Text section:

The U.S. Centers for Disease Control and Prevention this afternoon confirmed the first U.S. case of Middle East Respiratory Syndrome or MERS – a viral infection that has killed more than 100 people worldwide.

The case involved a healthcare worker who had been working in Saudi Arabia, the CDC said Friday. The patient, whose name and gender have not been released, flew from Saudi Arabia to London on April 24, and then flew to Chicago before developing a fever, cough and shortness on April 27. The patient sought emergency medical care at a hospital in Indiana April 28, where he or she remains in stable condition receiving oxygen.

"We should not be surprised if additional cases are identified," U.S. Assistant Surgeon General Dr. Anne Schuchat said at a media briefing Friday.

While details of the case and the potential for spread are still emerging, here are five things you need to know about MERS.

It's Spreading

Saudi Arabia is ground zero for the outbreak, with 378 cases and 107 deaths. But at least 14 other countries have reported infections, including Egypt, Jordan, Kuwait, Qatar, the United Arab Emirates, Tunisia, Malaysia, Oman, France, Greece, Italy, the United Kingdom, the Philippines and now the U.S.

Prompt 1: According to the MERS article, where and on what date did the patient seek emergency medical care?
Prompt 2: Pick up the MERS article after its final sentence and keep writing it.

(Region pointing data)
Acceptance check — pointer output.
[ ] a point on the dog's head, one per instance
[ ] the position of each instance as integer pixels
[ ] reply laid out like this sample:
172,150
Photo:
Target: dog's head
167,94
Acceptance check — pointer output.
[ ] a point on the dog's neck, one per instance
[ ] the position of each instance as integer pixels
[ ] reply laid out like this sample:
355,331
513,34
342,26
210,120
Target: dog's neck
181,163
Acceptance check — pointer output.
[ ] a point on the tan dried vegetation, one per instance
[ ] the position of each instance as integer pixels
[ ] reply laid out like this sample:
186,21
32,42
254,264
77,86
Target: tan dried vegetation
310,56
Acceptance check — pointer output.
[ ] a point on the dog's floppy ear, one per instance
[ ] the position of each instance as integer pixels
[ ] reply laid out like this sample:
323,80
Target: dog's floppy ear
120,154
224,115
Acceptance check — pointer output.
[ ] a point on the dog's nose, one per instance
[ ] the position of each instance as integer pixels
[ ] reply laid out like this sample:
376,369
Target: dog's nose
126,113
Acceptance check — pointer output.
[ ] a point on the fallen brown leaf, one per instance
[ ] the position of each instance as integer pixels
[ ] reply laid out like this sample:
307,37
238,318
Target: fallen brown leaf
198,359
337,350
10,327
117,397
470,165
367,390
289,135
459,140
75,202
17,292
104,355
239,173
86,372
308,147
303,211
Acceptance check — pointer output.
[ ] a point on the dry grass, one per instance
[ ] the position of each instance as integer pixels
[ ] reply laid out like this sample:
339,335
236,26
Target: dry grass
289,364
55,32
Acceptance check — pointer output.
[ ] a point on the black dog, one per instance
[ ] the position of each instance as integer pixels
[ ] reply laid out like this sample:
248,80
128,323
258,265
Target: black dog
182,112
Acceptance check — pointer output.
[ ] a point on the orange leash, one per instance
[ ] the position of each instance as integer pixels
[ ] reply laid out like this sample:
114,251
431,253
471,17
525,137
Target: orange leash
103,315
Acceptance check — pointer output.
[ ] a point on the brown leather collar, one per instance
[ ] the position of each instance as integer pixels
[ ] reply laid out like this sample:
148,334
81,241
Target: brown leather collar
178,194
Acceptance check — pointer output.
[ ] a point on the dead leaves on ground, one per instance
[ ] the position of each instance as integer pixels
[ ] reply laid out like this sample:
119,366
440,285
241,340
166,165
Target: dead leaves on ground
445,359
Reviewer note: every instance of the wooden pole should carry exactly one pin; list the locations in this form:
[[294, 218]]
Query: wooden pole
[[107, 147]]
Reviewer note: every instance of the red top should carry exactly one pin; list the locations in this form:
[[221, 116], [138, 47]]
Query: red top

Exercise result 1: At a hospital in Indiana on April 28.

Exercise result 2:
The virus spreads from person-to-person through close contact, but might also be transmitted to humans from animals, according to the CDC.

It's Deadly

Roughly one-third of the people known to have contracted the MERS virus have died from it, according to data from the World Health Organization. Most of the fatal cases have involved the elderly and people with pre-existing medical conditions.

It Can Look Like the Flu

Symptoms of the MERS virus include fever and cough, which are also symptoms of the flu. MERS can also cause diarrhea and shortness of breath, and can lead to pneumonia and kidney failure.

It Might Have Come From Camels, Bats or Both

While the source of MERS remains a mystery, scientists suspect that it came from an animal. Camels and bats in Saudi Arabia have tested positive for the virus, according to the CDC.

There's No Cure

There's no treatment for MERS. People who get sick are given supportive treatment to address the infection’s various symptoms, according to the CDC. There's no vaccine, either.